*** Opening of Page extract ***

A second aspect is that the human visual system interprets brightness with somewhat higher resolution than color. Hence, within a video processing system it is common to convert from the RGB colorspace to the YUV colorspace, which describes pixels as a combination of Luminance (Y) and Chrominance (U and V). This allows the color information contained in the U and V components to be represented independently of the brightness information in the Y component. One common video format, known as YUV422, represents two horizontally adjacent pixels with two Y values, one U value and one V value. This format essentially includes a simple form of video compression called \term{chroma subsampling}. Another common video format, YUV420, represents four pixels in a square with 4 Y values, one U value and one V value, further reducing the amount of data required. Video compression is commonly performed on data in the YUV colorspace.
A third aspect is that the rods and codes in eye are more sensitive to green light than red or blue light and that the brain primarily interprets brightness primarily from green light. As a result, solid-state sensors and displays commonly use a mosaic pattern, such as the \term{Bayer} pattern\cite{bayer76} which consists of 2 green pixels for every red or blue pixel. The end result is that higher resolution images can be produced for the same number of pixel elements, reducing the manufacturing cost of sensors and displays.
\begin{aside}
Video systems have been engineered around the human visual system for many years. The earliest black and white video cameras were primarily sensitive to blue-green light to match the eye's sensitivity to brightness in that color range. However, they were unfortunately not very sensitive to red light, as a result red colors (such as in makeup) didn't look right on camera. The solution was decidedly low-tech: actors wore garish green and blue makeup.
\end{aside}
\subsection{Digital Video Formats}
\label{sec:video:formats}
In addition to representing individual pixels, digital video formats must also encode the organization of pixels into video frames. In many cases, this is done with synchronization or \term{sync} signals that indicate the start and stop of the video frame in an otherwise continuous sequence of pixels. In some standards (such as the Digital Video Interface or \term{DVI}) sync signals are represented as physically separate wires. In other standards (such as the Digital Television Standard BTIR 601/656) the start and stop of the sync signal is represented by special pixel values that don't otherwise occur in the video signal.
Each line of video (scanned from left to right) is separated by a \term{Horizontal Sync Pulse}. The horizontal sync is active for a number of cycles between each video line. In addition, there are a small number of pixels around the pulse where the horizontal sync is not active, but there are not active video pixels. These regions before and after the horizontal sync pulse are called the \term{Horizontal Front Porch} and \term{Horizontal Back Porch}, respectively. Similarly, each frame of video (scanned from top to bottom) is separated by a \term{Vertical Sync Pulse}. The vertical sync is active for a number of lines between each video frame. Note that the vertical sync signal only changes at the start of the horizontal sync signal. There are also usually corresponding \term{Vertical Front Porch} and \term{Vertical Back Porch} areas consisting of video lines where the vertical sync is not active, but there are not active video pixels either. In addition, most digital video formats include a Data Enable signal that indicates the active video pixels. Together, all of the video pixels that aren't active are called the \term{Horizontal Blanking Interval}
and \term{Vertical Blanking Interval}. These signals are shown graphically in Figure \ref{fig:video_syncs}.

*** Close of Page extract ***
*** Opening of Entries provided ***

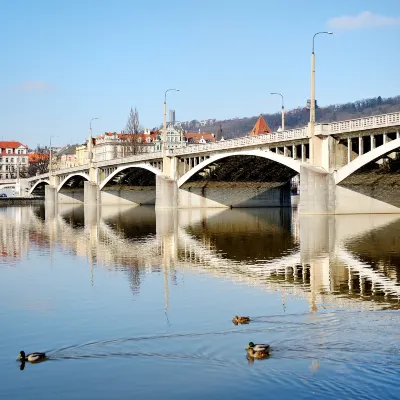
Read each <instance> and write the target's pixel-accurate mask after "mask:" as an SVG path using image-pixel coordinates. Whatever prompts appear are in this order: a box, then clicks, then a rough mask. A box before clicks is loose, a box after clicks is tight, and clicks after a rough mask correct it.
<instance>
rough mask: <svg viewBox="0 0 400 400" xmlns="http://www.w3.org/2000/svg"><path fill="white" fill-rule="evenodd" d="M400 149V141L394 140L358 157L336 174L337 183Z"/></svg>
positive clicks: (341, 168) (336, 173)
mask: <svg viewBox="0 0 400 400" xmlns="http://www.w3.org/2000/svg"><path fill="white" fill-rule="evenodd" d="M399 147H400V139H395V140H392V141H391V142H388V143H385V144H383V145H382V146H379V147H377V148H375V149H373V150H371V151H369V152H368V153H365V154H363V155H362V156H358V157H357V158H356V159H355V160H353V161H352V162H350V163H348V164H347V165H345V166H344V167H342V168H340V169H339V170H337V171H336V173H335V183H336V184H339V183H340V182H342V181H343V180H344V179H346V178H347V177H348V176H350V175H351V174H352V173H354V172H356V171H357V170H358V169H360V168H361V167H363V166H364V165H366V164H368V163H370V162H371V161H375V160H377V159H379V158H381V157H383V156H385V155H386V154H390V153H392V152H393V151H394V150H396V149H398V148H399Z"/></svg>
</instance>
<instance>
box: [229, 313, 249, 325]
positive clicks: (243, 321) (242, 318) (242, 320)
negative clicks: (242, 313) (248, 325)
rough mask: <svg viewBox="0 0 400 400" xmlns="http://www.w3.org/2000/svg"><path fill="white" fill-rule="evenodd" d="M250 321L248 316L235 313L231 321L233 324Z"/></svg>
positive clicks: (248, 321)
mask: <svg viewBox="0 0 400 400" xmlns="http://www.w3.org/2000/svg"><path fill="white" fill-rule="evenodd" d="M250 321H251V319H250V317H238V316H237V315H235V316H234V317H233V319H232V322H233V323H234V324H235V325H238V324H248V323H249V322H250Z"/></svg>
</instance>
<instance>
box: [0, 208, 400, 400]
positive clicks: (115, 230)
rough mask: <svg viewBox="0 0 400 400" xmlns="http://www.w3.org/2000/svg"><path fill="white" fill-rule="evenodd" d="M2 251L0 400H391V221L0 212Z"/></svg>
mask: <svg viewBox="0 0 400 400" xmlns="http://www.w3.org/2000/svg"><path fill="white" fill-rule="evenodd" d="M0 246H1V249H0V250H1V257H0V304H1V308H0V327H1V328H0V329H1V338H2V340H1V342H0V369H1V385H0V398H1V399H37V398H40V399H125V398H138V399H141V398H146V399H153V398H168V399H188V398H190V399H204V398H212V399H214V398H215V399H248V398H254V399H257V398H260V399H261V398H263V399H264V398H279V399H286V398H287V399H289V398H296V399H308V398H318V399H333V398H335V399H395V398H400V383H399V381H400V379H399V370H400V315H399V311H398V310H399V308H400V300H399V299H400V216H399V215H397V216H396V215H375V216H373V215H359V216H335V217H334V216H329V217H328V216H308V217H299V216H298V215H297V214H296V212H295V210H290V209H233V210H218V209H215V210H181V211H176V212H172V211H164V212H161V211H157V212H156V211H155V210H154V208H151V207H136V208H129V207H127V208H114V207H112V208H111V207H110V208H107V207H103V208H101V209H91V208H87V209H85V208H84V207H83V206H63V207H61V206H59V208H58V210H54V209H44V208H43V207H20V208H2V209H1V210H0ZM235 314H238V315H248V316H250V317H251V318H252V321H251V323H250V324H248V325H238V326H235V325H234V324H233V323H232V317H233V316H234V315H235ZM250 341H253V342H255V343H257V342H258V343H265V342H266V343H269V344H270V345H271V348H272V351H271V353H270V356H269V358H267V359H264V360H254V359H252V358H249V357H248V356H247V353H246V351H245V346H246V345H247V344H248V342H250ZM20 350H24V351H25V352H27V353H28V352H32V351H45V352H46V353H47V355H48V357H49V360H47V361H46V362H43V363H40V364H29V363H27V364H26V365H24V366H21V364H20V363H19V362H17V361H16V358H17V356H18V353H19V351H20ZM22 367H24V368H23V369H22Z"/></svg>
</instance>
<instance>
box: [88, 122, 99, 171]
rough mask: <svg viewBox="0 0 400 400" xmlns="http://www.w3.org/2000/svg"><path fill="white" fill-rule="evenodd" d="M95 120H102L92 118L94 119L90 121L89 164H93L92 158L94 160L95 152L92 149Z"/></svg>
mask: <svg viewBox="0 0 400 400" xmlns="http://www.w3.org/2000/svg"><path fill="white" fill-rule="evenodd" d="M95 119H100V118H98V117H94V118H92V119H91V120H90V124H89V127H90V129H89V143H88V158H89V164H91V163H92V158H93V150H92V147H93V139H92V121H93V120H95Z"/></svg>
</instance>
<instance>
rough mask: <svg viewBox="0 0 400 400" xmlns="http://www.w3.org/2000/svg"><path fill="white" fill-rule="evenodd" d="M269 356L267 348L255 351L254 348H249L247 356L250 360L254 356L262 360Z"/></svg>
mask: <svg viewBox="0 0 400 400" xmlns="http://www.w3.org/2000/svg"><path fill="white" fill-rule="evenodd" d="M268 356H269V353H268V351H267V350H261V351H254V350H253V349H252V348H250V349H248V350H247V357H248V359H249V360H251V359H253V358H257V359H258V360H262V359H264V358H267V357H268Z"/></svg>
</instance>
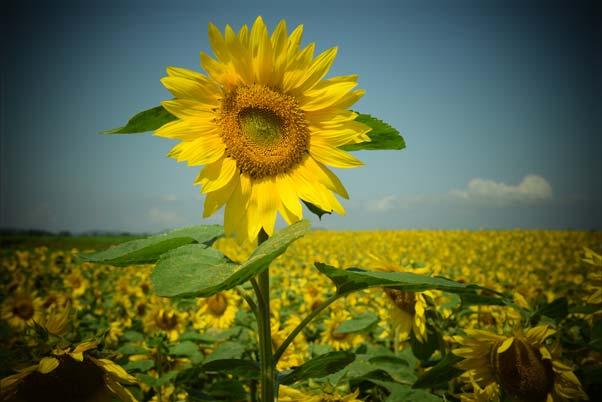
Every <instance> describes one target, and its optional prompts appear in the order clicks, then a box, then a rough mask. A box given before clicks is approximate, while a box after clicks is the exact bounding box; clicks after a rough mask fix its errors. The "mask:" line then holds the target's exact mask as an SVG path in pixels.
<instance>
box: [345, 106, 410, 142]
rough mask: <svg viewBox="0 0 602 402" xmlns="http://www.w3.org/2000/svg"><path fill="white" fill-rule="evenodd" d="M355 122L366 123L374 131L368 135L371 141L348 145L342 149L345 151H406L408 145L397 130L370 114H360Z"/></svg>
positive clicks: (402, 137)
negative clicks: (383, 150) (375, 150)
mask: <svg viewBox="0 0 602 402" xmlns="http://www.w3.org/2000/svg"><path fill="white" fill-rule="evenodd" d="M355 121H357V122H360V123H364V124H365V125H367V126H369V127H370V128H371V129H372V130H371V131H370V132H369V133H368V137H370V139H371V141H366V142H360V143H359V144H347V145H343V146H341V147H340V148H341V149H342V150H344V151H362V150H366V151H373V150H387V149H404V148H405V147H406V143H405V141H404V139H403V137H402V136H401V134H400V133H399V131H397V130H396V129H395V128H393V127H391V126H390V125H389V124H387V123H385V122H384V121H382V120H380V119H377V118H376V117H373V116H370V115H369V114H359V115H358V116H357V117H356V118H355Z"/></svg>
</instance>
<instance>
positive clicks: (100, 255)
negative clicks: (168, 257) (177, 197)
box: [79, 225, 224, 267]
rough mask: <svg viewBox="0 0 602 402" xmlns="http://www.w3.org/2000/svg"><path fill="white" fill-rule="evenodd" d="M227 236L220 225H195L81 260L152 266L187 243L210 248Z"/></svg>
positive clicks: (88, 256)
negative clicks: (214, 241)
mask: <svg viewBox="0 0 602 402" xmlns="http://www.w3.org/2000/svg"><path fill="white" fill-rule="evenodd" d="M223 233H224V229H223V228H222V227H221V226H219V225H199V226H191V227H187V228H182V229H176V230H173V231H171V232H168V233H164V234H161V235H157V236H151V237H148V238H146V239H138V240H132V241H128V242H125V243H121V244H118V245H116V246H113V247H110V248H108V249H106V250H102V251H98V252H96V253H92V254H80V255H79V258H80V259H82V260H84V261H89V262H95V263H101V264H108V265H114V266H118V267H122V266H128V265H135V264H151V263H154V262H156V261H157V260H158V259H159V257H160V256H161V255H162V254H164V253H166V252H168V251H170V250H173V249H176V248H178V247H181V246H183V245H185V244H190V243H199V244H201V245H202V246H203V247H206V246H208V245H210V244H211V243H212V242H213V241H214V240H215V239H217V238H218V237H220V236H222V235H223Z"/></svg>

*** Close of Entries provided ***

### Exercise set
a) Set down the digital video excerpt word for word, starting at "A third aspect" and ending at "sensors and displays.".
b) Name every porch area mentioned in the digital video excerpt.
The records were taken from a separate source.

### Answer list
a)
A third aspect is that the rods and codes in eye are more sensitive to green light than red or blue light and that the brain primarily interprets brightness primarily from green light. As a result, solid-state sensors and displays commonly use a mosaic pattern, such as the \term{Bayer} pattern\cite{bayer76} which consists of 2 green pixels for every red or blue pixel. The end result is that higher resolution images can be produced for the same number of pixel elements, reducing the manufacturing cost of sensors and displays.

b)
Horizontal Front Porch
Horizontal Back Porch
Vertical Front Porch
Vertical Back Porch